- **PASSAGE**
Arizona v. United States - 11-182 (2012)
SUPREME COURT OF THE UNITED STATES
ARIZONA, et al., PETITIONERS v. UNITED STATES
on writ of certiorari to the united states court of appeals for the ninth circuit
[June 25, 2012]
Justice Thomas, concurring in part and dissenting in part.
I agree with Justice Scalia that federal immigration law does not pre-empt any of the challenged provisions of S. B. 1070. I reach that conclusion, however, for the simple reason that there is no conflict between the “ordinary meanin[g]” of the relevant federal laws and that of the four provisions of Arizona law at issue here. Wyeth v. Levine, 555 U. S. 555, 588 (2009) (Thomas, J., concurring in judgment) (“Pre-emption analysis should not be a freewheeling judicial inquiry into whether a state statute is in tension with federal objectives, but an inquiry into whether the ordinary meanings of state and federal law conflict” (brackets; internal quotation marks omitted)).
Section 2(B) of S. B. 1070 provides that, when Arizona law enforcement officers reasonably suspect that a person they have lawfully stopped, detained, or arrested is unlawfully present, “a reasonable attempt shall be made, when practicable, to determine the immigration status of the person” pursuant to the verification procedure established by Congress in 8 U. S. C. §1373(c). Ariz. Rev. Stat. Ann. §11–1051(B) (West 2012). Nothing in the text of that or any other federal statute prohibits Arizona from directing its officers to make immigration-related inquiries in these situations. To the contrary, federal law expressly states that “no State or local government entity may be prohib- ited, or in any way restricted, from sending to or receiving from” federal officials “information regarding the immigration status” of an alien. 8 U. S. C. §1644. And, federal law imposes an affirmative obligation on federal officials to respond to a State’s immigration-related inquiries. §1373(c).
Section 6 of S. B. 1070 authorizes Arizona law enforcement officers to make warrantless arrests when there is probable cause to believe that an arrestee has committed a public offense that renders him removable under federal immigration law. States, as sovereigns, have inherent authority to conduct arrests for violations of federal law, unless and until Congress removes that authority. See United States v. Di Re, 332 U. S. 581, 589 (1948) (holding that state law determines the validity of a warrantless arrest for a violation of federal law “in the absence of an applicable federal statute”). Here, no federal statute purports to withdraw that authority. As Justice Scalia notes, ante, at 12 (opinion concurring in part and dissenting in part), federal law does limit the authority of federal officials to arrest removable aliens, but those statutes do not apply to state officers. And, federal law expressly recognizes that state officers may “cooperate with the Attorney General” in the “apprehension” and “detention” of “aliens not lawfully present in the United States.” §1357(g)(10)(B). Nothing in that statute indicates that such cooperation requires a prior “request, approval, or other instruction from the Federal Government.” Ante, at 18 (majority opinion).

- **DATA EXTRACT**

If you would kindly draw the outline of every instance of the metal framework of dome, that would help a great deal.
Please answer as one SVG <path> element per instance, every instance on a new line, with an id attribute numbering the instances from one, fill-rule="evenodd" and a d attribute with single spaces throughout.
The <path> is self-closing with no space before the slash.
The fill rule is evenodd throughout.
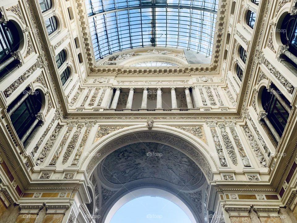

- **PROBLEMS AND TASKS**
(1) Condense the paragraph of the opinion beginning "Section 2(B) of S. B. 1070 provides" into a short bulleted list that keeps its main facts.
(2) According to the opinion, why may Arizona officers make warrantless arrests under Section 6 even though federal law limits the arrest authority of federal officials?
None of the data is needed for this work.

- **THE RESPONSES**
(1)
- Section 2(B) requires Arizona officers who reasonably suspect that a person lawfully stopped, detained, or arrested is unlawfully present to make a reasonable attempt, when practicable, to determine that person's immigration status through the federal verification procedure in 8 U. S. C. §1373(c).
- No federal statute bars Arizona from directing its officers to make such inquiries.
- Under 8 U. S. C. §1644, no state or local government entity may be prohibited or restricted from exchanging immigration-status information with federal officials.
- Under §1373(c), federal officials must respond to a State's immigration-related inquiries.

(2) States have inherent authority as sovereigns to make arrests for violations of federal law until Congress removes it, and no federal statute claims to withdraw that authority. The federal statutes that limit arrests of removable aliens apply only to federal officials, not to state officers. Federal law also expressly recognizes that state officers may cooperate in apprehending and detaining aliens not lawfully present.